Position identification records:
*-*-*
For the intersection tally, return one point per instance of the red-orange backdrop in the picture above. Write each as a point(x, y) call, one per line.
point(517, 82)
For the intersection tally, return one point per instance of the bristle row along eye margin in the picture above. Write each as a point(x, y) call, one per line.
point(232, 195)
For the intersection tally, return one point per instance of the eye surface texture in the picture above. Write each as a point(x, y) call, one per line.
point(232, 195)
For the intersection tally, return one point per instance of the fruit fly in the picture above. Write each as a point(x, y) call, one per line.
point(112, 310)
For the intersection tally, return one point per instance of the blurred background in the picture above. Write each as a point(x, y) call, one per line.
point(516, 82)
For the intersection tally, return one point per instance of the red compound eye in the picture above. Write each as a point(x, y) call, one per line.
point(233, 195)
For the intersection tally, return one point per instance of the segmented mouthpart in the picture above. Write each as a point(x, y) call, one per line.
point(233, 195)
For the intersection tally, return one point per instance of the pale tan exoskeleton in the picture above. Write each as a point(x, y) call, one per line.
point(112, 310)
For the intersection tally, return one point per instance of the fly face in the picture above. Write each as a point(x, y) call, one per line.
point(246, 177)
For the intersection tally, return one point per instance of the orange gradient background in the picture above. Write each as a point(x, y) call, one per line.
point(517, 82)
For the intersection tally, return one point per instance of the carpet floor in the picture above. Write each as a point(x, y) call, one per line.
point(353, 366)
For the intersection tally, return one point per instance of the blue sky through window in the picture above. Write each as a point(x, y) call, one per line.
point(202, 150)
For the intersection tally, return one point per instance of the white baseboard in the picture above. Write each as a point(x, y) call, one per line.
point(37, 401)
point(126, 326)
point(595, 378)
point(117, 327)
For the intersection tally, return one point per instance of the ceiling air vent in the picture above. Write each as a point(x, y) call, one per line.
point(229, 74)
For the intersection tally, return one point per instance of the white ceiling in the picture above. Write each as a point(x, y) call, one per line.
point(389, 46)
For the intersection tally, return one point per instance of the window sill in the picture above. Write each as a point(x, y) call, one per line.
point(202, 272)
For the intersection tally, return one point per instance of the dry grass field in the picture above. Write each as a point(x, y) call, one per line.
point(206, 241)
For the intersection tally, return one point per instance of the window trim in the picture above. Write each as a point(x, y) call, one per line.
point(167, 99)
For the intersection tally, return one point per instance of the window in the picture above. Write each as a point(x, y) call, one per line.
*-*-*
## The task
Rewrite only the part of the listing that opens with the line containing "of the carpet" and closes with the line containing "point(202, 272)", replacing "intersection tally" with "overlap count" and leaving everything else unchanged.

## Task result
For the overlap count, return one point per instance of the carpet floor in the picture above. Write each as a point(x, y) call, one per line.
point(353, 366)
For the overlap count, return one point per instance of the blue sky through window in the picture above. Write each as a point(x, y) call, one per line.
point(202, 150)
For the overlap count, return one point per instance of the white baseboard in the picture above. Write each as a point(x, y) call, one per line.
point(37, 401)
point(126, 326)
point(595, 378)
point(117, 327)
For the overlap count, return one point per instance of the ceiling air vent in the picture above. Write each as a point(x, y) call, one per line.
point(229, 74)
For the overlap count, return one point per instance of the white ceiling in the picture above. Write each as a point(x, y) call, one per line.
point(389, 46)
For the overlap count, return one point per instance of the window sill in the picture above. Write each as a point(x, y) call, one per line.
point(202, 272)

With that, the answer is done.